◆ SUPPLIED TEXT:
☆ ☆ ☆ ☆

These amounts exclude pension obligations with uncertain funding
requirements and deferred compensation
liabilities.
|
Fair
Value Measurements
The
Company’s assets and liabilities measured at fair value are classified in the
fair value hierarchy (Level 1, 2 or 3) based on the inputs used for valuation.
Assets and liabilities that are traded on an exchange with a quoted price are
classified as Level 1. Assets and liabilities that are valued using significant
observable inputs in addition to quoted market prices are classified as Level 2.
The Company currently has no assets or liabilities measured on a recurring basis
that are valued using unobservable inputs and therefore no assets or liabilities
measured on a recurring basis are classified as Level 3. For defined benefit
plan assets classified as Level 3, the values are computed using inputs such as
cost, discounted future cash flows, independent appraisals and market based
comparable data or on net asset values calculated by the fund and not publicly
available.
In 2009, the Company transferred trading securities from assets
utilizing Level 1 inputs to assets utilizing Level 2 inputs because significant
observable inputs in addition to quoted market prices were used to value these
trading securities.
Inflation
The
Company purchases its equipment and materials from suppliers who provide
competitive prices, and employs skilled workers from competitive labor
markets. If inflation in the general economy increases, the Company’s
costs for equipment, materials and labor could increase as
well. Also, increases in activity in the domestic oilfield can cause
upward wage pressures in the labor markets from which it hires employees as well
as increases in the costs of certain materials used to provide services to the
Company’s customers. Both the costs of equipment and labor increased
prior to and during 2008. In the third and fourth quarters of 2008
and 2009, however, the prices of commodities such as steel decreased
dramatically, as did demand for oilfield equipment and personnel. As
a result, the Company’s labor costs declined, and equipment that the Company
ordered was not subject to extended lead time for deliveries. The costs of
certain materials used to provide services to RPC’s customers have remained high
throughout 2009, however, which has resulted in higher costs of
revenues. The Company has attempted to mitigate these high costs by
securing materials through different sources, although no assurance can be given
that these efforts will mitigate these high costs.
Off
Balance Sheet Arrangements
The
Company does not have any material off balance sheet arrangements.

☆ ☆ ☆ ☆

◆ DATA EXTRACT:

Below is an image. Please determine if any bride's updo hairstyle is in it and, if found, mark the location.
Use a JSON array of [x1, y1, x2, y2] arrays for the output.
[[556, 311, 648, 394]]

☆ ☆ ☆ ☆

◆ WHAT YOU WILL DO:
1. From the financial report excerpt, reproduce word for word the stretch from "The Company currently" through "trading securities.".
2. According to the financial report excerpt, what inputs or bases are used to compute the values of defined benefit plan assets classified as Level 3? List every one.
3. Render this sentence from the financial report excerpt in Spanish: "Both the costs of equipment and labor increased prior to and during 2008."

◆ ANSWERS BELOW:
1.
The Company currently has no assets or liabilities measured on a recurring basis
that are valued using unobservable inputs and therefore no assets or liabilities
measured on a recurring basis are classified as Level 3. For defined benefit
plan assets classified as Level 3, the values are computed using inputs such as
cost, discounted future cash flows, independent appraisals and market based
comparable data or on net asset values calculated by the fund and not publicly
available.
In 2009, the Company transferred trading securities from assets
utilizing Level 1 inputs to assets utilizing Level 2 inputs because significant
observable inputs in addition to quoted market prices were used to value these
trading securities.

2.
- Cost
- Discounted future cash flows
- Independent appraisals
- Market based comparable data
- Net asset values calculated by the fund and not publicly available

3. Tanto los costos de equipo como los de mano de obra aumentaron antes de 2008 y durante ese año.